Do this —
Copy out the listing below with every "pin" swapped for "marker" and nothing else altered. Leave the pictures out of your copy.

Material provided —

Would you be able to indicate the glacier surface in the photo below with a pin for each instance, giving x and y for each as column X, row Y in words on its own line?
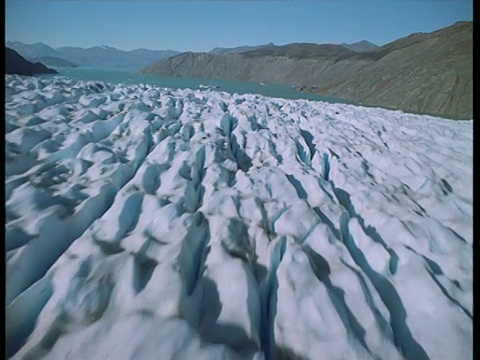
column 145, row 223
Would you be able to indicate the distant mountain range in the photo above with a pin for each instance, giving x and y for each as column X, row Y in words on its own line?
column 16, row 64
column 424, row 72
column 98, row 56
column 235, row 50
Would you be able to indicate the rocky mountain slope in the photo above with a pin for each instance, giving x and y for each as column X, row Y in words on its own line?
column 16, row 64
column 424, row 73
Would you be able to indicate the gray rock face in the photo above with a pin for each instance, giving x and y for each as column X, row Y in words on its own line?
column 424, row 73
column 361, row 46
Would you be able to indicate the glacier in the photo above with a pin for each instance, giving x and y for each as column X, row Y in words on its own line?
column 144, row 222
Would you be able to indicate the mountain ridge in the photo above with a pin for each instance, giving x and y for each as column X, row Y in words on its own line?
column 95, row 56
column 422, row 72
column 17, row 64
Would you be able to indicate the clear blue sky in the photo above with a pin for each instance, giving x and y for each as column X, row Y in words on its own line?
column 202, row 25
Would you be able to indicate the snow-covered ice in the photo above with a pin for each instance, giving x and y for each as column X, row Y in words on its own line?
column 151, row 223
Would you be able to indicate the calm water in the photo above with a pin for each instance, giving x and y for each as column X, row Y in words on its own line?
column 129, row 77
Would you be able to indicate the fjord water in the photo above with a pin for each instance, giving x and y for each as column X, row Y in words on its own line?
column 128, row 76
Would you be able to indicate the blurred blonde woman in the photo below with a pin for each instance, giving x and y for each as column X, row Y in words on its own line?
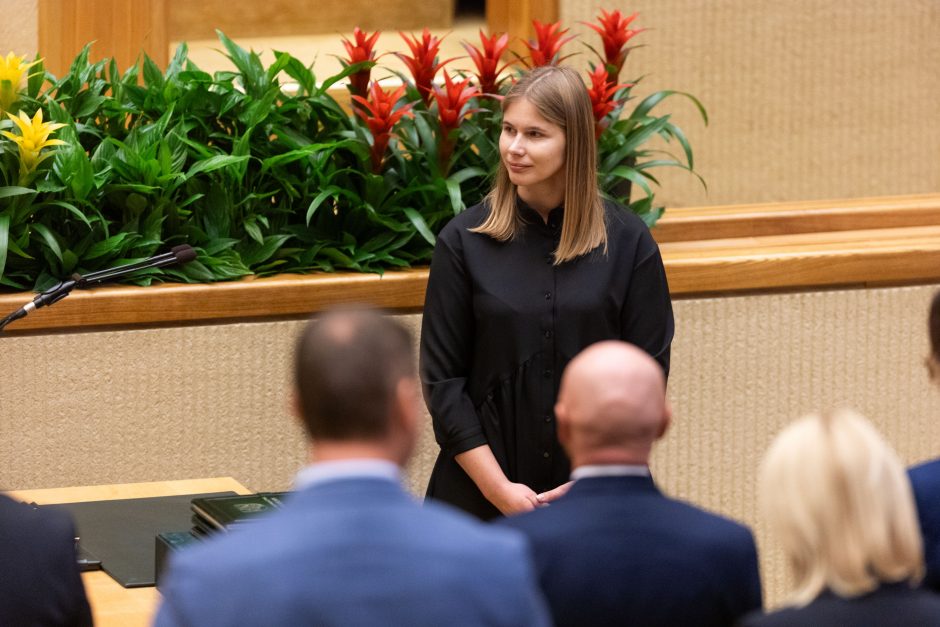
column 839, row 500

Output of the exercise —
Would you be able to indicate the glacier surface in the photo below with a marker for each instance, giving x and y for each as column X, row Y in words on its own line?
column 145, row 223
Would you be able to indicate the distant mountain range in the photo above with a marker for each instance, giving x and y for each as column X, row Y in words on its own line?
column 16, row 64
column 424, row 72
column 98, row 56
column 235, row 50
Would you be able to indicate the rocky mountain slope in the photo above with a marker for each instance, giving x and y for each as column X, row Y in words on its own line?
column 16, row 64
column 424, row 73
Would you be able to indicate the gray rock face in the photo above with a marker for each instance, giving x and y for each as column X, row Y in words on its own line?
column 424, row 73
column 361, row 46
Would you be able to indicate the glacier in the photo above with a marker for each instance, giving x and y for each as column X, row Y in words on its own line?
column 144, row 222
Would you be able to indicate the mountain ridge in the photo above with a marker for each instance, giving x and y for each as column X, row Y in words on its own line?
column 95, row 56
column 422, row 72
column 17, row 64
Would you be able to indicate the clear blue sky in the photo above with a marker for each instance, giving x and y for each as column X, row Y in words on its own line?
column 202, row 25
Would you be able to indicate the snow-covered ice in the photo above with a marker for each instance, giving x and y for each as column X, row Y in words on its own line?
column 151, row 223
Would you be able to indicate the calm water in the photo above with a marker for each instance, giving x and y for each as column X, row Y in words on its own line?
column 129, row 77
Would you be able to indicate the fjord water in the photo above with a marker for each instance, giving x and y for each as column X, row Y in words on its own line?
column 128, row 76
Would you be able to indicate the blurred blonde woman in the photo below with a marker for each instance, giving x and y for each as column X, row Y in words on its own line?
column 839, row 500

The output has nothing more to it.